(Document extract)
Masochistic Perceptions, Trials and Truths

These are my cyberfied cerebral synapses ricocheting off reality as I perceive it: thoughts, opinions, passions, rants, art and poetry...

Friday, January 08, 2010

Healthy Thoughts on Sickness: Autobiography of My Cold



My first test to take life easier came very early this year (see new year's eve post for more details). On Saturday, January 2nd, I felt a wee tickle in my sinuses and throat and could see that I was perhaps on the verge of catching one of the many colds that fly about this time of year, seeking out warm, moist caverens in which to set up their lodges. Sure enough, by the time I awoke on the Sunday, the prickle of the germs, of which Lucretius wrote of in his poem "De Rerum Natura", were staking out my sinuses allowing damns of congestion to pool and solidify, surrendering briefly in large globules against the stream of my neti pot, but replenishing with an even greater rapidity. With the congestion came fatigue as my vocal chords became damped as if a piano string with said pedal stuck on it's chord. Looming that night was Monday morning and a return to work where I am entrusted with the learning of 18 special needs students, who mean the world to me.

So, like a trooper, I ventured to work on Monday morning and was glad for having done so. The holidays are often a difficult time for the students in the demographics that mine dwell - poverty, abuse, alcoholism, drug use, gangs, violence. Our classroom is more like a family in many ways as I teach them pretty much the entire day and will have most of them for the whole three years of their junior high education. Thus, my spirits were lightened a bit by seeing them and it was wonderful to gain that sense of breaking from the Holiday's grip and return to a life as it is most of the time.

I knew by the days end that I would not be able to come to work Tuesday as I was feeling terrible, and told my students this. Enter my New Years promise to take it easier. Under the same circumstances in the past, I would have waited until the very last minute to decide to take the sick day or not, like an inmate hoping for a stay of execution, praying that a good night's sleep would cure all ills and set me free. This time, I decided that day and leisurely put together my sub plans for Tuesday, with hopes of returning to work on Wednesday. But things did not worked out as I had hoped. I was hardly any better on Wednesday, and Thursday was also nasty. I ended up taking those days off sick as well. By Thursday evening I was resolved, come hell or high water, that I would make it in for Friday (today). After all, the congestion has eased itself considerably, though my chest was feeling like the cold bugs had taking up ice climbing along my bronchials with their sharp crampons and ice axes, resulting from round after round of coughing spasms. From 2:00 a.m. to 4:00 a.m. I was hacking off my head and then resolved that I would take Friday as well. This was the true test of my resolution as, based on my past, I would have forced myself to go to work regardless as I would have been infiltrated and guilted by a sense of obligation, as if I were letting my students and school colleagues down, and for my general sanity.

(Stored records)
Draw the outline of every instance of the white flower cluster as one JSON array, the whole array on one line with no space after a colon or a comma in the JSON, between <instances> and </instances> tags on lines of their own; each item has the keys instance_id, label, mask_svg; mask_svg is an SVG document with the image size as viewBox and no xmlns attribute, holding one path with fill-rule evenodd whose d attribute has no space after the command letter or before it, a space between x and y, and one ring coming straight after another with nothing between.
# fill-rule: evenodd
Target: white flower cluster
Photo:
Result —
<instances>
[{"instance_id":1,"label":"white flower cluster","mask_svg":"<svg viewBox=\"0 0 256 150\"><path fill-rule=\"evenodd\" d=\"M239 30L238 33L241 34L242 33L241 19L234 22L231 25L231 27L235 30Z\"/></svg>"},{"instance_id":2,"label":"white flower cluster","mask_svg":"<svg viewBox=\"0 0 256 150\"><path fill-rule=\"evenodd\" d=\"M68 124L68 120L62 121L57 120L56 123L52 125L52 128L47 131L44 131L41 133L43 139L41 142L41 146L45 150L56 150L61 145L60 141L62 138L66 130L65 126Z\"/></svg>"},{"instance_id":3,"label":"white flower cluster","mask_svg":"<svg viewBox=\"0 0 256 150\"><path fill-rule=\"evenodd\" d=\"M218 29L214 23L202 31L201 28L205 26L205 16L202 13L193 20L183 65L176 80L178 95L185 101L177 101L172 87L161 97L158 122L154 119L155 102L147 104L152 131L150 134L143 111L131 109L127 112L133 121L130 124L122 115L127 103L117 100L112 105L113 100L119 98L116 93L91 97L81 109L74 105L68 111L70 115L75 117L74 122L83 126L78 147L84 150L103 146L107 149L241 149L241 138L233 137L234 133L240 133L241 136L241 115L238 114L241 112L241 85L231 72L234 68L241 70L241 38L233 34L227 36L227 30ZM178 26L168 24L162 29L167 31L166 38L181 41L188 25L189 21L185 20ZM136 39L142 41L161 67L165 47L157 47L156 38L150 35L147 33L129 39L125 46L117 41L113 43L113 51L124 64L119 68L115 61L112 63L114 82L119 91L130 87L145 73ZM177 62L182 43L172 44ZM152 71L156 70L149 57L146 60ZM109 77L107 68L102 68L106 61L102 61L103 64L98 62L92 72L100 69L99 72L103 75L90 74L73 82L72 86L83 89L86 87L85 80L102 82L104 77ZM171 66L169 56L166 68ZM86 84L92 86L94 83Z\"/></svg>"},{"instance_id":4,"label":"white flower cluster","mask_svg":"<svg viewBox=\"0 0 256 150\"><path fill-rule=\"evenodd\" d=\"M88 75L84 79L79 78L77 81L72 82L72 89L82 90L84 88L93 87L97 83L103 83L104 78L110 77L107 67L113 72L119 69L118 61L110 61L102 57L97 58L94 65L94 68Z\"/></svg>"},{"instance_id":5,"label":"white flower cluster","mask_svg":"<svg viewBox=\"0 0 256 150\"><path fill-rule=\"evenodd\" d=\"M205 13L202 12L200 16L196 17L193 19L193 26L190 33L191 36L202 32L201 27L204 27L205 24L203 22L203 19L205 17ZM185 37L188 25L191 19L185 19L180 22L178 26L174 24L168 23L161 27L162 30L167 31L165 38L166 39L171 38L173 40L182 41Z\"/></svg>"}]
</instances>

(Action item A)
List the hardships that the blog post about the writer's cold names as common among the students in its demographic.
(Action item B)
Pick up the blog post about the writer's cold after its final sentence and continue it.

(Response box A)
poverty, abuse, alcoholism, drug use, gangs, violence

(Response box B)
The acceptance of my situation is largely what contributed to my decision process throughout this nasty cold. I spent much of my waking time in bed, focusing on meditation. Just as my spiritual views are a jumble of Buddhism, Taoism, Wicca and Hinduism, so too are my my methods of meditation. Part one focused on simply relaxing my body - trying to achieve a deep even breath and to let go of the stress that I was feeling both mentaly and physically.

Next, I repeated over and over in my head statements that the Buddha had made about life; how we are of the nature to be born, grow old, be sick and die. The focus was on the nature of getting sick, accepting that it is okay and part of life and taking heart that it will pass. The rest of the man's nature served as a reminder that there is nothing to fear in life and to make the most of each moment. Ergo, making the most of being sick and realising that the school would not fall apart, no matter how poorly things worked out with my substitute.

The third part, perhaps more Wicca in it's foundations, was through breathing and really trying to feel the sense of the universe around me - allowing and visualising healing energies coming into my body while releasing the cold virus that had made it's dwelling within. I admit that I had some interesting visions come into my head during this. While being largely skeptic, and understanding that the mind is a fickle thing, particularly when under the influence of an illness and cold medication, there was quite a profundity in it.

The last part involved a bit of humming and chanting "Om" (which I couldn't do due to the impact on my vocal chords). While this might sound cheesy, Science is holding some creedence in such practices, liking them to a cat purring and general attributes of vibration in healing.

In the end, I do not believe that any of this assisted me in getting better quicker, other than it helped me maintain a positive psychological state and gave myself the OK to stay home in bed for four days. For me, this psychological breakthrough is definitely something as I am usually at the bottom of my despair when under the weather, especially for such a prolonged duration. Further to all of this, I did do some very light restorative Yoga and also had a few sessions on my Shakti Mat (it's like a bed of nails - wonderful for releasing stress and endorphins - I got mine from a company in Sweden: www.shaktimat.com ). In any case, I am getting better and am trying to take the positives grasped by what really is a minor ailment in the great scheme of things. All things are relative in the end.

Be well.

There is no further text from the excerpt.